------ DATA FOR THIS EXERCISE ------
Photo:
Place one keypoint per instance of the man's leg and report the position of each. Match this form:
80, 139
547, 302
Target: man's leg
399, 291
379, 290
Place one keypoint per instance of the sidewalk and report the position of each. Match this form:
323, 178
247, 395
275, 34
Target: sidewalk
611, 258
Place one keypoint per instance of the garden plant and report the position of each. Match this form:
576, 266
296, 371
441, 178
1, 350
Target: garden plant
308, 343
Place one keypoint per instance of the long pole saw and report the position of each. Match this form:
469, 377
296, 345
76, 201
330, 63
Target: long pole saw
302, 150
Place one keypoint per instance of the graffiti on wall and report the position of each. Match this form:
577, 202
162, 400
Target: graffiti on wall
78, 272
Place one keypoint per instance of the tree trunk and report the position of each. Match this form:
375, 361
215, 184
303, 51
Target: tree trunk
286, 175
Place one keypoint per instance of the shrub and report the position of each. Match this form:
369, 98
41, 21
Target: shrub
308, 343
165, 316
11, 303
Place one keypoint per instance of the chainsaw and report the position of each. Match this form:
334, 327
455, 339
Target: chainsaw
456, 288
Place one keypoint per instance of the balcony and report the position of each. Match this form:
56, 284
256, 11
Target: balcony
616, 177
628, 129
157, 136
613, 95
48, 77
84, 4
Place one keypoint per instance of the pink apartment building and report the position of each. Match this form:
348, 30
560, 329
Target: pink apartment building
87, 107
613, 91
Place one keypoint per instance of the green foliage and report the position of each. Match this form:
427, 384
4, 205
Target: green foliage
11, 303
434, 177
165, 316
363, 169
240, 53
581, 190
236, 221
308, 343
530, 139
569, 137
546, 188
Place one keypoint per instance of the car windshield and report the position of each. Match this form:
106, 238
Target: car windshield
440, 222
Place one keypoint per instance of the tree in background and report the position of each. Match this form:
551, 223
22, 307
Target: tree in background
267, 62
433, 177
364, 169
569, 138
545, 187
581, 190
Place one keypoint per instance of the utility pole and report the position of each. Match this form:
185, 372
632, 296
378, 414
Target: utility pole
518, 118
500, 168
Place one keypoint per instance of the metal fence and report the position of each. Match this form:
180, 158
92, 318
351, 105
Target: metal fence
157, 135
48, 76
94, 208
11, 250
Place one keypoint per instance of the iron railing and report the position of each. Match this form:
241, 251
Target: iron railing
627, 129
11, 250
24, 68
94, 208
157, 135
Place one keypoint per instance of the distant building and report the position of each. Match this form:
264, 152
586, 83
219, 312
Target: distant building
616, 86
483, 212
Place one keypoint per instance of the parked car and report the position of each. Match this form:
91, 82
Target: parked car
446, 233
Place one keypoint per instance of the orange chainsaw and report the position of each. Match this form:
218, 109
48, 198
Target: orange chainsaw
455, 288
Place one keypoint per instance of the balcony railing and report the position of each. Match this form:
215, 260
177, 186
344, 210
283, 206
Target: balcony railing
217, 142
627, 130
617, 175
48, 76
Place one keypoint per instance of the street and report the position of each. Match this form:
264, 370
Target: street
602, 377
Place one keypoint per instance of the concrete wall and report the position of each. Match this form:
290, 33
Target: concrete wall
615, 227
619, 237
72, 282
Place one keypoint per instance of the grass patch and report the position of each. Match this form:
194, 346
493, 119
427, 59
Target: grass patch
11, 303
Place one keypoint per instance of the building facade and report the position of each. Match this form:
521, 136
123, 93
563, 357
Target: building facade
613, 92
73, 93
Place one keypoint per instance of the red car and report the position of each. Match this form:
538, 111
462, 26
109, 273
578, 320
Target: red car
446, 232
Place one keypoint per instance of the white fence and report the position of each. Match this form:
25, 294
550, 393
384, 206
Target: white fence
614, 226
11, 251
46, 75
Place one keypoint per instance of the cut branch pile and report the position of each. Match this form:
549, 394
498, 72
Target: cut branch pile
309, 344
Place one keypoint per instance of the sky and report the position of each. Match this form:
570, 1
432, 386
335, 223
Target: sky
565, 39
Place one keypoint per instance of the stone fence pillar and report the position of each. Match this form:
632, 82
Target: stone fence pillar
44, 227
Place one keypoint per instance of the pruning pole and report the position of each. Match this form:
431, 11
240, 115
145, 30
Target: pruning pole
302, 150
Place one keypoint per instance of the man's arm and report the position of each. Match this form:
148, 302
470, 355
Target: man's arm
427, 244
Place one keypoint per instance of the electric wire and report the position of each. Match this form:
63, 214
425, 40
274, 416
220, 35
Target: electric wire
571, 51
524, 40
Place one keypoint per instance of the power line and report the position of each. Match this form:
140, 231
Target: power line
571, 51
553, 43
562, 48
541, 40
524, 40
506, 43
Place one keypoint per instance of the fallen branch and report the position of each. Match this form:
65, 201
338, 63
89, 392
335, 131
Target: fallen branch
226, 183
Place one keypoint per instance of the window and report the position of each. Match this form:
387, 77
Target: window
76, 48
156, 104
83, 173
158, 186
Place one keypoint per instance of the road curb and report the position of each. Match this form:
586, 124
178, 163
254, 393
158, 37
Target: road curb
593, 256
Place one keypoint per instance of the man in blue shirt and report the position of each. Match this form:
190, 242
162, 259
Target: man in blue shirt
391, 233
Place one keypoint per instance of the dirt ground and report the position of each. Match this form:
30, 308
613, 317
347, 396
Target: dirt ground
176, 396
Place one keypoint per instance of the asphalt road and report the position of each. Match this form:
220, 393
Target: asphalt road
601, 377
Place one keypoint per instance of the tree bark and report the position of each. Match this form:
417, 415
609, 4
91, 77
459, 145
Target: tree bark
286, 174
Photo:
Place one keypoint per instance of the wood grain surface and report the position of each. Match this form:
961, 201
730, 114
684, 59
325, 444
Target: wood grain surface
------
*PROBLEM DETAILS*. Could you reproduce all the entries above, substituting "Use this layout" for every occurrence of "Match this form" and leaving everything else unchanged?

*CORRECT RESULT*.
Photo:
Place one keypoint per instance of the man's leg and report the position of each. Use this layout:
80, 139
547, 302
Target: man's leg
399, 291
379, 290
Place one keypoint per instance of the sidewalk and report the position of each. Use this layout:
323, 178
247, 395
275, 34
Target: sidewalk
611, 258
Place one keypoint per instance of the garden plant and report the position of each. Use this layout:
576, 266
296, 371
441, 178
1, 350
Target: garden plant
308, 343
Place one keypoint per instance of the long pole saw and report the position of each. Use this layout:
469, 377
296, 345
76, 201
330, 63
Target: long pole saw
302, 150
Place one keypoint per instance of the graffiti on wall and report the position of each. Use this layout:
577, 202
162, 400
Target: graffiti on wall
78, 272
Place one keypoint per instance of the tree trunk and report the position of each. Use this layout:
375, 361
215, 184
303, 51
Target: tree trunk
286, 175
Place one keypoint per instance of the shrub and report the position of each. Use this layout:
369, 98
41, 21
Target: shrub
308, 343
165, 316
11, 303
Place one keypoint per instance of the chainsaw and report the position of each. Use this layout:
334, 327
455, 339
Target: chainsaw
456, 288
Place one keypoint per instance of the balcony and report the position of each. Use this layout:
56, 284
256, 11
Target: balcony
616, 177
628, 129
157, 136
613, 95
48, 77
84, 4
Place one keypoint per instance of the pink apartment building and report the position of each. Use this layout:
348, 30
560, 329
Target: pink apartment building
87, 107
613, 91
Place one keypoint per instance of the green foliage and report the position of each. Use this layout:
427, 384
4, 205
Target: green foliage
11, 303
434, 177
165, 316
363, 169
240, 53
581, 190
236, 221
308, 343
530, 139
569, 137
546, 188
Place one keypoint per instance of the car windshield and report the position of each. Use this layout:
106, 238
Target: car windshield
440, 222
Place one keypoint per instance of the tree in background and report the position of each. Use this layout:
551, 223
22, 307
Target: tree in background
267, 62
433, 177
364, 169
569, 138
545, 187
581, 190
Place one keypoint per instance of the utility pole and report the position of each. Use this layout:
185, 372
632, 296
378, 414
Target: utility pole
518, 118
500, 168
Place one keypoint per instance of the metal fence and report the position of each. Use this layout:
180, 158
92, 318
351, 105
Target: metal fence
157, 135
48, 76
94, 208
11, 250
Place one keypoint per instance of the iron railing and report the position of each. Use this layout:
241, 251
Target: iron railing
627, 129
11, 250
24, 68
94, 208
157, 135
Place one keypoint per instance of the distant building and report the position of each. Use this layout:
264, 152
586, 83
219, 312
Target: distant building
616, 86
483, 212
Place one keypoint per instance of the parked car and report the position of each. Use this layout:
91, 82
Target: parked car
446, 233
Place one keypoint per instance of the orange chainsaw and report the position of each. Use this layout:
218, 109
48, 198
Target: orange chainsaw
455, 288
Place one keypoint per instance of the balcony railing and report the position of each. Use this layout:
215, 260
177, 186
344, 210
283, 206
Target: balcony railing
217, 142
627, 130
617, 175
48, 76
Place one keypoint per instance of the street and report the position of each. Use this layout:
264, 370
Target: street
602, 377
Place one keypoint per instance of the concrete wall and report the position of each. Use this layout:
290, 33
Target: concrete wall
615, 227
619, 237
72, 282
Place one keypoint per instance of the grass patch and report the position of each. Use this layout:
194, 346
493, 119
427, 59
Target: grass patch
11, 303
Place one keypoint per instance of the building facade and report the position of each. Use this layout:
521, 136
123, 93
563, 357
Target: building facade
613, 92
73, 93
Place one keypoint per instance of the red car and report the position of each. Use this layout:
538, 111
462, 26
109, 273
578, 320
Target: red car
446, 232
Place one keypoint per instance of the white fence and report the position of each. Use this layout:
25, 294
550, 393
384, 206
Target: white fence
614, 226
11, 251
46, 75
Place one keypoint per instance of the cut branch pile and report the position of each. Use this layout:
549, 394
498, 72
Target: cut branch pile
309, 344
Place one keypoint per instance of the sky and report the position of each. Use this layout:
570, 1
432, 386
335, 223
Target: sky
565, 39
Place one keypoint per instance of the stone fence pillar and report the position of each. Use this layout:
632, 82
Target: stone fence pillar
44, 227
Place one keypoint per instance of the pruning pole and report the position of each. Use this layout:
431, 11
240, 115
145, 30
Target: pruning pole
302, 150
Place one keypoint per instance of the man's arm and report the position of each. Use this layout:
148, 302
470, 355
Target: man's arm
427, 244
Place one keypoint per instance of the electric wire and report the position of each. Use this layout:
63, 214
425, 40
274, 416
220, 35
Target: electric wire
571, 51
524, 40
Place one keypoint per instance of the power line and report the position of each. Use this layout:
140, 231
Target: power line
571, 51
553, 43
562, 48
541, 40
524, 40
506, 43
Place one keypoint per instance of the fallen branch and report the position of each. Use this layout:
65, 201
338, 63
89, 392
335, 131
Target: fallen branch
226, 183
Place one keypoint per instance of the window and report the position of each. Use this layout:
387, 77
Target: window
76, 48
156, 104
83, 173
158, 186
Place one keypoint per instance of the road curb and report the position of each. Use this layout:
586, 124
178, 163
254, 393
158, 37
Target: road curb
593, 256
Place one keypoint per instance of the man in blue shirt and report the position of each. Use this layout:
190, 242
162, 259
Target: man in blue shirt
391, 233
Place one keypoint per instance of the dirt ground and report the position of each. Use this layout:
30, 308
613, 317
347, 396
Target: dirt ground
176, 396
Place one keypoint per instance of the asphalt road and report the position of each. Use this layout:
220, 393
Target: asphalt road
601, 377
Place one keypoint per instance of the tree bark and report the position of each. Use this layout:
417, 415
609, 4
91, 77
459, 145
Target: tree bark
286, 174
Photo:
Place one keypoint per instance of the wood grain surface and report the position of each. Use this layout:
961, 201
730, 114
684, 59
325, 444
Target: wood grain surface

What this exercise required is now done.